Starting from the line containing "Target: corrugated metal roof", write out every remaining line exactly, the last one included.

SUPPLIED DATA ->
## begin

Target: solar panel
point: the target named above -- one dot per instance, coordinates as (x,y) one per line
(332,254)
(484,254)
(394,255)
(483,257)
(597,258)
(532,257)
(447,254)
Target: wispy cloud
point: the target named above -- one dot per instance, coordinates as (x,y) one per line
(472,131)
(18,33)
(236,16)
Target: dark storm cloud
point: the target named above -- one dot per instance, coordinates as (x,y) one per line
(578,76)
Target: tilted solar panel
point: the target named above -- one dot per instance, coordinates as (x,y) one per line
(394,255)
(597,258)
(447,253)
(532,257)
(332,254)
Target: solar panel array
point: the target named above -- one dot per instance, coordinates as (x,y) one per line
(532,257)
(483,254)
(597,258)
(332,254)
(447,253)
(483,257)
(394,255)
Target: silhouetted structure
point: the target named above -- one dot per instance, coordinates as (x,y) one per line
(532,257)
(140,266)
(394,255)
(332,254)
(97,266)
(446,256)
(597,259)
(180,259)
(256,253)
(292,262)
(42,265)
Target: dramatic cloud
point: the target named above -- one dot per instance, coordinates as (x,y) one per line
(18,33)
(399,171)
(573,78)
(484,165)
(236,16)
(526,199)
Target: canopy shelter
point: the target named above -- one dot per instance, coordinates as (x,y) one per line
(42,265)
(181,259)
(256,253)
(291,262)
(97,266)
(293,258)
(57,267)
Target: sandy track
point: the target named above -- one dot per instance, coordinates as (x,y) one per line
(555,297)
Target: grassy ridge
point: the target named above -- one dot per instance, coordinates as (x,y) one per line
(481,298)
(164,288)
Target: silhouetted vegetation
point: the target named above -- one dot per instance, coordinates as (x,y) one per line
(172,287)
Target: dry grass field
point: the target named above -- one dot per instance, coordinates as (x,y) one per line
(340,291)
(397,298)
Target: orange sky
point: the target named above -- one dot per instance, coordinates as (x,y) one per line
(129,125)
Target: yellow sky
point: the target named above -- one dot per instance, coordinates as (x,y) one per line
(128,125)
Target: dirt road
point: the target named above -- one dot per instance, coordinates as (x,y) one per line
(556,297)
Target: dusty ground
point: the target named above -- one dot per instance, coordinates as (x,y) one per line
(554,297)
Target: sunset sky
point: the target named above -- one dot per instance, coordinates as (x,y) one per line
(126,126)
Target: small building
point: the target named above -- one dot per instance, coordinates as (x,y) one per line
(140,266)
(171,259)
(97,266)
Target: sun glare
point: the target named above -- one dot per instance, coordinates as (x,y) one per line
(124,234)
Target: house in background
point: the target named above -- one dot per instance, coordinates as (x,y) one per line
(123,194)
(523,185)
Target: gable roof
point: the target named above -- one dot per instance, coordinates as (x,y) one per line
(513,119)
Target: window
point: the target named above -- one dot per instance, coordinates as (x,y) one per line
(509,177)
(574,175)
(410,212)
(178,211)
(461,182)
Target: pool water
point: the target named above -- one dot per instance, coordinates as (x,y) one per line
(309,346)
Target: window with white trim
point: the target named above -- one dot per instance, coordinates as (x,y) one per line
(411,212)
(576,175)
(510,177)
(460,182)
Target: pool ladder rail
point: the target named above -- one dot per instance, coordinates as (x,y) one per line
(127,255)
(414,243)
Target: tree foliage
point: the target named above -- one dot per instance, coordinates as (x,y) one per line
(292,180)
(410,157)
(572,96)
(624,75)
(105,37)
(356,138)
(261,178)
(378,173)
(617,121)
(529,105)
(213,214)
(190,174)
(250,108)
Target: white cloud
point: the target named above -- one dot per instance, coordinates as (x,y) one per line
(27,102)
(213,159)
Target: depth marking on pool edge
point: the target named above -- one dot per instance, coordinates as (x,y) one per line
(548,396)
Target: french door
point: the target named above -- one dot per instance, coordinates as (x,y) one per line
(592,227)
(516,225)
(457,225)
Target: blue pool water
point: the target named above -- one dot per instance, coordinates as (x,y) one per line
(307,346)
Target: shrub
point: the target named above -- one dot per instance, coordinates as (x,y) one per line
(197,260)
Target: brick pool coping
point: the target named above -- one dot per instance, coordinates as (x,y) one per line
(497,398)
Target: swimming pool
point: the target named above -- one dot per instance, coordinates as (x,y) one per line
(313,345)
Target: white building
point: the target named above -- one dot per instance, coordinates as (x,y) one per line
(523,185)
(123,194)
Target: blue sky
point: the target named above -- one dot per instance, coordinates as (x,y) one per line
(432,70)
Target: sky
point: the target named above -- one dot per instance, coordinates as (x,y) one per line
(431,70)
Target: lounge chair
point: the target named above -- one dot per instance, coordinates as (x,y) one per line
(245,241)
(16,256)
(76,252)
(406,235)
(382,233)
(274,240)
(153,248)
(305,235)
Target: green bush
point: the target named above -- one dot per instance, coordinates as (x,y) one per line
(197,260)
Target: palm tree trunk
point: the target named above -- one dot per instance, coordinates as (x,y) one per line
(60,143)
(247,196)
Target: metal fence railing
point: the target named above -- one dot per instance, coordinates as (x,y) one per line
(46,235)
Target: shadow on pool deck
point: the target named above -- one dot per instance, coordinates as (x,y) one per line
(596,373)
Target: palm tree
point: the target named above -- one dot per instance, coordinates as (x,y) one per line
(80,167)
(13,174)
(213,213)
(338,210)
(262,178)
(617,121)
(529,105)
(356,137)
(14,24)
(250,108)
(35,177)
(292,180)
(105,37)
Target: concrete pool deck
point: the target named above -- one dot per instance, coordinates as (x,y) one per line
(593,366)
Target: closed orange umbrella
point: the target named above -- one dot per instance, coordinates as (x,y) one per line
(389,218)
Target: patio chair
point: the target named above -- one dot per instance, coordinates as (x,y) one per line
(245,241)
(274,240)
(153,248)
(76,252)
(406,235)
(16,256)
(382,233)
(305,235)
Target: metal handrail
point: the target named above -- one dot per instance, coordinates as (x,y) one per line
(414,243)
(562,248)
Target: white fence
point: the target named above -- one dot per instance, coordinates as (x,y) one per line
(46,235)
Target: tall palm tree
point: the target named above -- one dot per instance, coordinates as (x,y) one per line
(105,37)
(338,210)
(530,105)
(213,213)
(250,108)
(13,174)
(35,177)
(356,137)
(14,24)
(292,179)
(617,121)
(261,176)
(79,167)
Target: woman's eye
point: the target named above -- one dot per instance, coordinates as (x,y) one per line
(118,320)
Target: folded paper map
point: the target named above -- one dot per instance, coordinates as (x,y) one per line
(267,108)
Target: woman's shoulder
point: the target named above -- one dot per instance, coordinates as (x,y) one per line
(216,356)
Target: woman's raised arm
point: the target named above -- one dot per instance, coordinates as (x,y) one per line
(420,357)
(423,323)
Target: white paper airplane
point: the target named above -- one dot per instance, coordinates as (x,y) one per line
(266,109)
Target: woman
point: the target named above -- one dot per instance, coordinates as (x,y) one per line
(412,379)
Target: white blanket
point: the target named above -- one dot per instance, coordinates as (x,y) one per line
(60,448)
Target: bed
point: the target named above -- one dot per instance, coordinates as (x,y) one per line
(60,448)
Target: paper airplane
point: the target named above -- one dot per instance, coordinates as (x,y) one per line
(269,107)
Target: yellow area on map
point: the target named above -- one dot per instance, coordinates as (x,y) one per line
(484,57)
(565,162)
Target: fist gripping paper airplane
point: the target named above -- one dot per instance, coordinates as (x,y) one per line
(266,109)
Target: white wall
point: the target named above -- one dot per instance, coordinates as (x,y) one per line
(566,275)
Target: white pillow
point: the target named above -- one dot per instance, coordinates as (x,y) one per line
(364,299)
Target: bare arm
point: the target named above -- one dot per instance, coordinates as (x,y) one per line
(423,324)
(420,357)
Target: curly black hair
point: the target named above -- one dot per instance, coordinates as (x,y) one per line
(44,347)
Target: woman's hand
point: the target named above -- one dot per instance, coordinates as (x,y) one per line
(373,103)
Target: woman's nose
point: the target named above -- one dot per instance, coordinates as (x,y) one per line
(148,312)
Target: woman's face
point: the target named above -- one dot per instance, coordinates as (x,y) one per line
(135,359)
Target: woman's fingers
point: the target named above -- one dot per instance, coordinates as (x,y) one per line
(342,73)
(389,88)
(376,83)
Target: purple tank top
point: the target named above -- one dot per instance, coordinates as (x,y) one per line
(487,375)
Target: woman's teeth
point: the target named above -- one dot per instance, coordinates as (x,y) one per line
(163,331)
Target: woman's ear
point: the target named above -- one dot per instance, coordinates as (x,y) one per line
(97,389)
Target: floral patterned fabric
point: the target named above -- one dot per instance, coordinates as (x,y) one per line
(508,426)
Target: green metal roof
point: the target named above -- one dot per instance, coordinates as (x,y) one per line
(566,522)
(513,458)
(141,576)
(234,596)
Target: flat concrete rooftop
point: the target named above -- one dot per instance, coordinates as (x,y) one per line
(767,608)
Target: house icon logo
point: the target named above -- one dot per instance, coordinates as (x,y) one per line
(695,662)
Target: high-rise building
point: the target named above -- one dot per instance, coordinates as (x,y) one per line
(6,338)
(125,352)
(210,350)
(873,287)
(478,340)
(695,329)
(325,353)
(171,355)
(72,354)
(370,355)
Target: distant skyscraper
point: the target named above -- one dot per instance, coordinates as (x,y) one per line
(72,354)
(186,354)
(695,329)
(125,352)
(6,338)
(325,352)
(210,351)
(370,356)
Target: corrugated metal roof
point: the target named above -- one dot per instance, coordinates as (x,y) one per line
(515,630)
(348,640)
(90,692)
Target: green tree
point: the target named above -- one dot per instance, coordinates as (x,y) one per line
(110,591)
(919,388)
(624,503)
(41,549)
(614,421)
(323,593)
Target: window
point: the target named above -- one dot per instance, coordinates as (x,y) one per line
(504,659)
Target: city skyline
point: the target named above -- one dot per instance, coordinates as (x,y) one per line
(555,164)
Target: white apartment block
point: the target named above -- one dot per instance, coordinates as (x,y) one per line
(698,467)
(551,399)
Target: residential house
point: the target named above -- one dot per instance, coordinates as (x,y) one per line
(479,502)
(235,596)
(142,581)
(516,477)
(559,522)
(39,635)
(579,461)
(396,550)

## end

FULL RESPONSE ->
Target: corrugated metal roof
point: the target named above -- one dot per instance, coordinates as (x,y) one per line
(515,630)
(348,640)
(90,692)
Target: green tree
point: the target named above -- one dot per instance, coordinates as (x,y) one per line
(110,591)
(919,388)
(624,503)
(41,549)
(614,421)
(323,593)
Target: window
point: the target named above -- one dot per instance, coordinates as (x,y) one per line
(504,659)
Target: city skyline
point: the target named above -- one dot per instance, coordinates as (x,y) one per line
(555,164)
Target: white apartment block
point: the target named above -- one dot per instance, coordinates as (x,y) one per line
(698,467)
(551,399)
Target: residential house
point: the target named above -- one dot per instance, coordinates as (x,y) one per line
(479,502)
(235,596)
(142,581)
(516,477)
(559,522)
(39,635)
(579,461)
(396,550)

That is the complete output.